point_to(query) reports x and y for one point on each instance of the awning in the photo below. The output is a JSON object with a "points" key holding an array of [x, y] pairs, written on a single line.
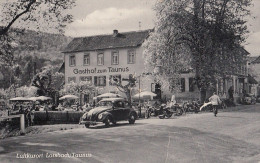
{"points": [[251, 80]]}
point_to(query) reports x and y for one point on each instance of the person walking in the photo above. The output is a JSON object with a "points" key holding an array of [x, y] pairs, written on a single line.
{"points": [[215, 101]]}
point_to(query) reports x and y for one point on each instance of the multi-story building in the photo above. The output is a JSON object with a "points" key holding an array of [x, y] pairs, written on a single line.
{"points": [[97, 59]]}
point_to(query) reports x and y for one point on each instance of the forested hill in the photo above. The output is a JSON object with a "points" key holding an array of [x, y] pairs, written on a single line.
{"points": [[33, 51], [42, 44]]}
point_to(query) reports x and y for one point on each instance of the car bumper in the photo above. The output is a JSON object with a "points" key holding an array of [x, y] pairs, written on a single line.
{"points": [[90, 122]]}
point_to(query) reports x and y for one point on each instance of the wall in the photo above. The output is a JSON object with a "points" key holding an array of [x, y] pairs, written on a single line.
{"points": [[105, 70]]}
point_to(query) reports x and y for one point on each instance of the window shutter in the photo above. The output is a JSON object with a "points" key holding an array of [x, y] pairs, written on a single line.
{"points": [[95, 80], [110, 79], [104, 78]]}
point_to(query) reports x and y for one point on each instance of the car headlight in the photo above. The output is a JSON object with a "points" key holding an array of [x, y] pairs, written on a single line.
{"points": [[100, 116], [84, 116]]}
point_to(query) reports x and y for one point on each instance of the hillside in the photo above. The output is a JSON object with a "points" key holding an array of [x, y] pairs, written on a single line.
{"points": [[41, 44]]}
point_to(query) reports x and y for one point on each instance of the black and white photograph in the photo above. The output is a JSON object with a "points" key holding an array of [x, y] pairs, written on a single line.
{"points": [[130, 81]]}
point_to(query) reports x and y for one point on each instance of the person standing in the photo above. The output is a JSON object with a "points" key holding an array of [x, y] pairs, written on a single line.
{"points": [[215, 101], [231, 93]]}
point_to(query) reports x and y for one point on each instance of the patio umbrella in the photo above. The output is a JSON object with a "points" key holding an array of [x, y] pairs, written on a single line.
{"points": [[144, 94], [19, 99], [33, 98], [43, 98], [70, 97], [108, 95]]}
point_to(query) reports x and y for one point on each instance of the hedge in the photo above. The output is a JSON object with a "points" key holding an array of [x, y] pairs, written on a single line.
{"points": [[56, 117]]}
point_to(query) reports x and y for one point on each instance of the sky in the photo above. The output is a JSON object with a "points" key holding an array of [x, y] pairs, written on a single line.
{"points": [[94, 17]]}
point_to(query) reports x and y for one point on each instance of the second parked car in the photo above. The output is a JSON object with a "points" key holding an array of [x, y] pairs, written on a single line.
{"points": [[109, 111]]}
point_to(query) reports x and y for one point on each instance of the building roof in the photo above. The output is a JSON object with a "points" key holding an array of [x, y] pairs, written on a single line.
{"points": [[252, 80], [100, 42], [256, 61]]}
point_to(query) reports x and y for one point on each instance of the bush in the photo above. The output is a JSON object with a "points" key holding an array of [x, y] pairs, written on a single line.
{"points": [[56, 117]]}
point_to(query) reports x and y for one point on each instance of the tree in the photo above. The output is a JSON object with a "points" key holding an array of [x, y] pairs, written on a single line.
{"points": [[39, 14], [47, 81], [127, 88], [207, 33]]}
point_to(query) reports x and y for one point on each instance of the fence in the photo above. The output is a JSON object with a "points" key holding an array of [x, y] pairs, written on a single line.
{"points": [[56, 117]]}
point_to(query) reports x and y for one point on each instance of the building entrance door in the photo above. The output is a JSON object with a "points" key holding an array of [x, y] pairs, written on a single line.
{"points": [[158, 91], [86, 98]]}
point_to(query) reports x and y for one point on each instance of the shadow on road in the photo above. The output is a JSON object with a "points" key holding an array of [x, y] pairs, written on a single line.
{"points": [[102, 126], [224, 116]]}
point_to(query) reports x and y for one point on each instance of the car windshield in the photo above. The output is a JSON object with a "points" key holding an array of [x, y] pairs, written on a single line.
{"points": [[105, 103]]}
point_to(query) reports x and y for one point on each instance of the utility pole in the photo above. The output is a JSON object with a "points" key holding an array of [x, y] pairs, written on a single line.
{"points": [[140, 110]]}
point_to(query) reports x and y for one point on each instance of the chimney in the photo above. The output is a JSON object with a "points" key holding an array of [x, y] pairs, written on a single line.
{"points": [[115, 32]]}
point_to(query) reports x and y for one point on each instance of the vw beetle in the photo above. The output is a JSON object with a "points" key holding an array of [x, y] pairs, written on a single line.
{"points": [[109, 111]]}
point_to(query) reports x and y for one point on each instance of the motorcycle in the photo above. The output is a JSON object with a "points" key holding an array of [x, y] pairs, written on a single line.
{"points": [[193, 106], [153, 111], [168, 111]]}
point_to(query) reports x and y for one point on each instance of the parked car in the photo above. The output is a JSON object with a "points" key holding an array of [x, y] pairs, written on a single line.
{"points": [[249, 99], [258, 99], [109, 111]]}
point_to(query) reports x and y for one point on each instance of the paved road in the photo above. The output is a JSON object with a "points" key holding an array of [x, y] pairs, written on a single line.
{"points": [[233, 136]]}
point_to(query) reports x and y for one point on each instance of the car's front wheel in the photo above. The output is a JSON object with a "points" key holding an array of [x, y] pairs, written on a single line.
{"points": [[132, 119], [108, 120], [87, 125]]}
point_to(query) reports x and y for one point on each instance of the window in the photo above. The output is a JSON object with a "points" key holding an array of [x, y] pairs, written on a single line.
{"points": [[116, 78], [119, 104], [71, 79], [86, 59], [182, 84], [114, 58], [191, 84], [86, 79], [100, 59], [131, 57], [100, 80], [72, 60]]}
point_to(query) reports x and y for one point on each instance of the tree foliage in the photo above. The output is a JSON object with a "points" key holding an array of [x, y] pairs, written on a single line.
{"points": [[77, 88], [41, 15], [48, 81], [207, 34]]}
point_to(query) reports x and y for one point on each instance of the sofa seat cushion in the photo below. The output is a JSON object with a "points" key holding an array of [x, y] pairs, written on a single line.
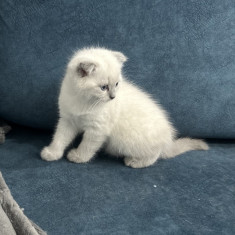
{"points": [[181, 52], [190, 194]]}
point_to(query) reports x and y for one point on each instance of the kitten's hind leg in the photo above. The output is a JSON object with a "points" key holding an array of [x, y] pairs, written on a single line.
{"points": [[91, 143]]}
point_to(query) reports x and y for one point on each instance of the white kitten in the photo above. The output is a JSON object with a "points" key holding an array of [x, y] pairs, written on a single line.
{"points": [[96, 100]]}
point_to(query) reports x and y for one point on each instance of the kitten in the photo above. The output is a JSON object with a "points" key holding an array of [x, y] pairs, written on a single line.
{"points": [[96, 100]]}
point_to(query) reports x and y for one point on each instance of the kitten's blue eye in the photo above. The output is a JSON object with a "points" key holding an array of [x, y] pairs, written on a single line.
{"points": [[104, 88]]}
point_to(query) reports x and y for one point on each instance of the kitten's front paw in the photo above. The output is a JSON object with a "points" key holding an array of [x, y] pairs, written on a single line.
{"points": [[49, 155], [73, 156]]}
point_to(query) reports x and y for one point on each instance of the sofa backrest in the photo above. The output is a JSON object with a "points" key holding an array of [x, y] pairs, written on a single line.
{"points": [[181, 52]]}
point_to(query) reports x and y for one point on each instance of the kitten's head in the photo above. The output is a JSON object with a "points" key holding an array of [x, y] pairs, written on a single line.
{"points": [[96, 73]]}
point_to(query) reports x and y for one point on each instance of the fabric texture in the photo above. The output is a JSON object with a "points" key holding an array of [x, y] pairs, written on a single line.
{"points": [[190, 194], [181, 52], [12, 219]]}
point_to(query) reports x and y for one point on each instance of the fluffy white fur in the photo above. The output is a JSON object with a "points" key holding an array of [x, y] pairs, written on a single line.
{"points": [[111, 112]]}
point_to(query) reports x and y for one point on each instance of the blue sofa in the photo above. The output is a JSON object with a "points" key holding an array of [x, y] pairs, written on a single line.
{"points": [[183, 54]]}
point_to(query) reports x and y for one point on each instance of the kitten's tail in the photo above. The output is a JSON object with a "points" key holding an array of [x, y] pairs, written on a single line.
{"points": [[183, 145]]}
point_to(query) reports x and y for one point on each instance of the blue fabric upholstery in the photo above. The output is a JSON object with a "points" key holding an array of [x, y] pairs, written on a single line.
{"points": [[182, 52], [190, 194]]}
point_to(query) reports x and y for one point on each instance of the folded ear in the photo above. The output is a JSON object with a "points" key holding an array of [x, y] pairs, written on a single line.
{"points": [[120, 57], [85, 69]]}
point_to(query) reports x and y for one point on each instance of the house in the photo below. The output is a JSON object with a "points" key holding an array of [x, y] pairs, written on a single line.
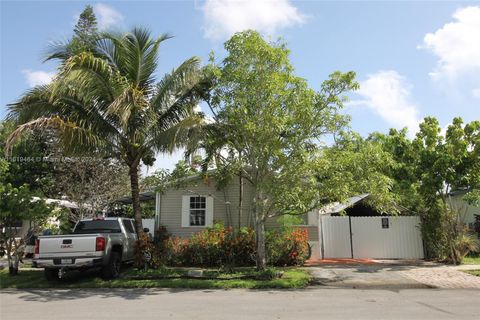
{"points": [[361, 233]]}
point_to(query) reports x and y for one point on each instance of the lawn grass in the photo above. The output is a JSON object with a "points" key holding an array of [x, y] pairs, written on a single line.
{"points": [[292, 278], [471, 260]]}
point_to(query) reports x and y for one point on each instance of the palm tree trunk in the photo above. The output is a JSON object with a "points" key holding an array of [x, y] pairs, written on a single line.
{"points": [[137, 210]]}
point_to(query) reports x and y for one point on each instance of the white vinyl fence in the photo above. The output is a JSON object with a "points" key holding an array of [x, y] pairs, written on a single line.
{"points": [[383, 237]]}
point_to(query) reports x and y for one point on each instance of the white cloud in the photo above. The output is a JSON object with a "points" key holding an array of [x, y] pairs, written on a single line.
{"points": [[106, 16], [476, 92], [456, 44], [36, 78], [387, 93], [222, 18]]}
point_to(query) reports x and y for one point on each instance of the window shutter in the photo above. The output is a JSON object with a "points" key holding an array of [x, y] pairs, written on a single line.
{"points": [[185, 211], [209, 212]]}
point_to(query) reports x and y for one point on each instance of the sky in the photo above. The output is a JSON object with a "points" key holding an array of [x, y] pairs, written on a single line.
{"points": [[412, 58]]}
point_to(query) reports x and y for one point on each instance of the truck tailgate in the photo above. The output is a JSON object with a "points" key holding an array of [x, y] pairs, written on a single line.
{"points": [[67, 245]]}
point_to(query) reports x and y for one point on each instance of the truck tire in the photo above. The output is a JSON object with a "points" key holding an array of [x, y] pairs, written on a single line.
{"points": [[51, 274], [112, 269]]}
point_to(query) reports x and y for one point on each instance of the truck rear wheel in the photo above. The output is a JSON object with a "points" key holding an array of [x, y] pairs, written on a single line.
{"points": [[112, 269], [51, 274]]}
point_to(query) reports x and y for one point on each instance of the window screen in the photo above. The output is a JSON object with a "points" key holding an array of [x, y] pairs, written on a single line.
{"points": [[198, 211]]}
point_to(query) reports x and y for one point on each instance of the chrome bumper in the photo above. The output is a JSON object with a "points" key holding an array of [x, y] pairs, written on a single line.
{"points": [[76, 262]]}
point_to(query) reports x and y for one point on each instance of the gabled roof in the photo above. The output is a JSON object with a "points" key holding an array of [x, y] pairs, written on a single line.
{"points": [[336, 207]]}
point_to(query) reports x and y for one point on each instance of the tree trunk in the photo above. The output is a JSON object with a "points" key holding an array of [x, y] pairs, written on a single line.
{"points": [[240, 201], [137, 210], [261, 260]]}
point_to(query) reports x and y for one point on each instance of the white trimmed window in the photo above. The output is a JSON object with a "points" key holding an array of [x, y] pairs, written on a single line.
{"points": [[197, 211]]}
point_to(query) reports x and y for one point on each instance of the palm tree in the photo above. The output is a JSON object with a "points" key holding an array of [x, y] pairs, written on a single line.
{"points": [[107, 100]]}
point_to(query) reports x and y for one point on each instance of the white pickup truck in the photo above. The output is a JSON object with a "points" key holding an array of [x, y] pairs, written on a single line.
{"points": [[103, 243]]}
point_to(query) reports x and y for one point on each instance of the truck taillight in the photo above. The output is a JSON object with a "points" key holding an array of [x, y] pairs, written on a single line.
{"points": [[37, 246], [100, 244]]}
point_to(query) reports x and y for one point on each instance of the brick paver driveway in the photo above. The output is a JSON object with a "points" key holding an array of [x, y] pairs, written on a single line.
{"points": [[443, 277]]}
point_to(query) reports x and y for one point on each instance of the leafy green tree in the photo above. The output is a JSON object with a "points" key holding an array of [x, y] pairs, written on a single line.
{"points": [[16, 205], [28, 160], [274, 119], [427, 169], [108, 102], [354, 166]]}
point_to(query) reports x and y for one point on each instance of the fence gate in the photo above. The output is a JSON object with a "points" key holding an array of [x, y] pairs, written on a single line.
{"points": [[383, 237]]}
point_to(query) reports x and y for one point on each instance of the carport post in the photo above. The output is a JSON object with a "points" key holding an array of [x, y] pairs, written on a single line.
{"points": [[158, 197], [320, 235], [351, 236]]}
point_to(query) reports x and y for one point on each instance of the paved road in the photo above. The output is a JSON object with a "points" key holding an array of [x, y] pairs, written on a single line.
{"points": [[317, 303], [381, 276]]}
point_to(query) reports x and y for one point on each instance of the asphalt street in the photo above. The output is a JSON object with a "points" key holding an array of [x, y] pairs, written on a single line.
{"points": [[313, 303]]}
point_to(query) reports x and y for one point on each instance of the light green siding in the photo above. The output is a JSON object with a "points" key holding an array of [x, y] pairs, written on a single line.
{"points": [[171, 207]]}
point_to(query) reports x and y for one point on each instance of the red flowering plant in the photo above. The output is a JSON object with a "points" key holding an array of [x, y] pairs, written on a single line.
{"points": [[218, 246]]}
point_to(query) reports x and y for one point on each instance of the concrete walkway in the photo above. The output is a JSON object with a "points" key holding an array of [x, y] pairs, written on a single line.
{"points": [[393, 275]]}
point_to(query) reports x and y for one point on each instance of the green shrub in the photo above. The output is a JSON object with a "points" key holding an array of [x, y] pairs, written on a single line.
{"points": [[287, 247], [222, 247]]}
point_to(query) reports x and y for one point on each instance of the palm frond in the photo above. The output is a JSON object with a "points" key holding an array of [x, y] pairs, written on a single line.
{"points": [[73, 136]]}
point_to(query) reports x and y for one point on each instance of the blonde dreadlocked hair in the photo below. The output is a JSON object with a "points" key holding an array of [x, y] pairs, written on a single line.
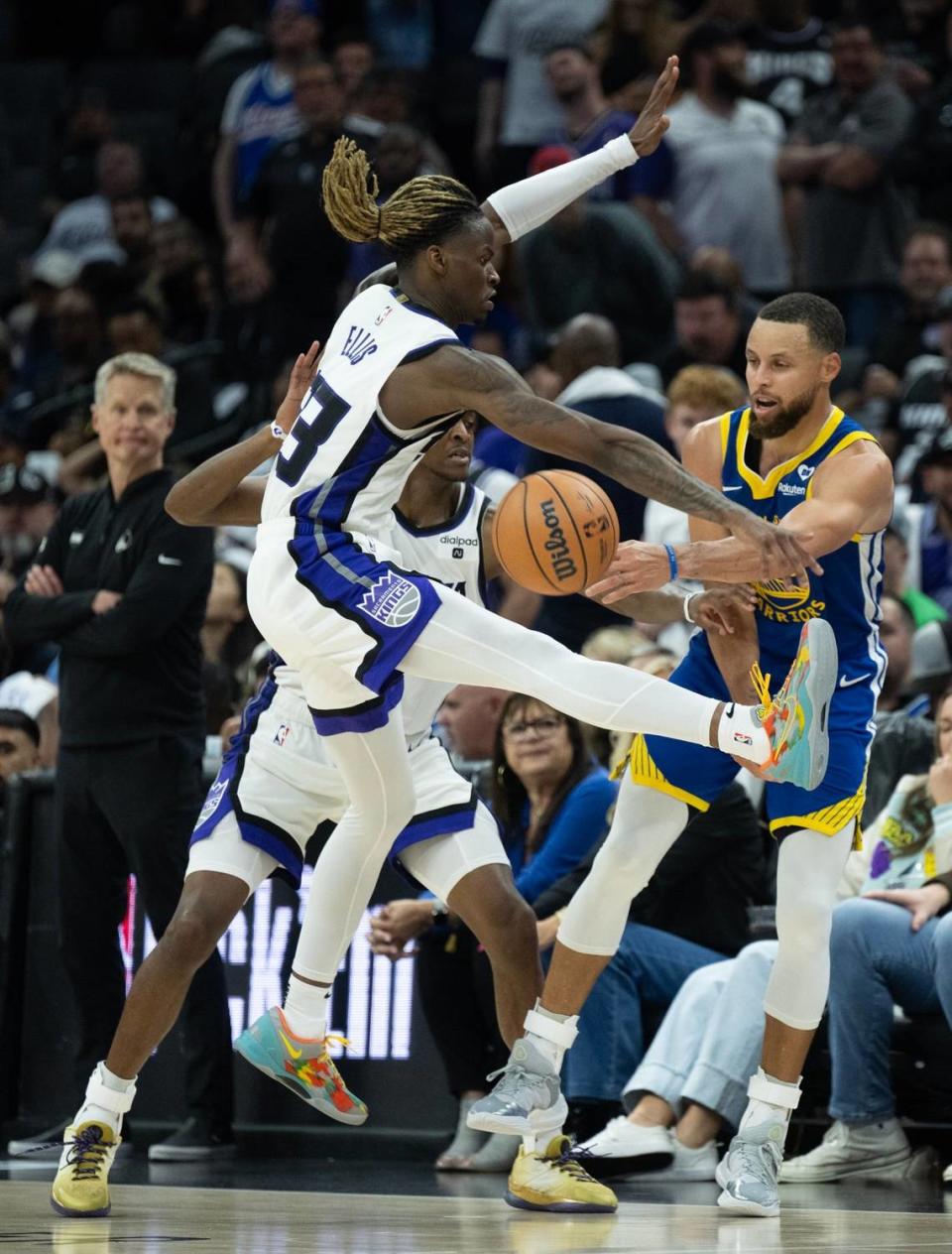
{"points": [[424, 210]]}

• _PROBLEM DETAILS_
Retype the records above exactly, starting at the line that contains "of the asphalt" and going through the last line, and leave out any pictures.

• _FINISHED TASK_
point_to(query) reports x and y for one point on each instance of the asphalt street in the photo above. The output is a JSON object with a "points" key holding an array of [x, y] pairs, written on a single line.
{"points": [[313, 303]]}
point_to(query) reports x and y for one point on each instance of the light green siding in the photo above. The output is a JSON object with a "points" key holding an array of [x, y] pairs, written on a single line.
{"points": [[171, 207]]}
point_to(query) reports x and y for one point on each instance of the red flowering plant in the photo above. The output is a JSON object with a "points" key holding an array of [x, y] pairs, written on a single line.
{"points": [[218, 246]]}
point_to(query) reports x and y for one point on each instance of the concrete walkway in the photo above. The output is a JSON object with a "points" key holding an array of [x, y] pairs, written on a single line.
{"points": [[393, 275]]}
point_to(query) reports x and y for one point on each instance of the green shrub in the photo above. The output is a JSON object with a "points" key holding an array of [x, y] pairs, written on a single line.
{"points": [[287, 247], [222, 247]]}
point_to(query) reports x and y for one point on each instance of the palm frond in the photo above. The output is a JSON object with a "points" key holding an array of [x, y] pairs, written on a single line.
{"points": [[73, 136]]}
point_to(query) reports x and y for one point on each instance of the blonde dreadlocked hair in the photo below. The output is a JSON object with a "points" key holding an array of [x, y] pairs, written on a single line.
{"points": [[424, 210]]}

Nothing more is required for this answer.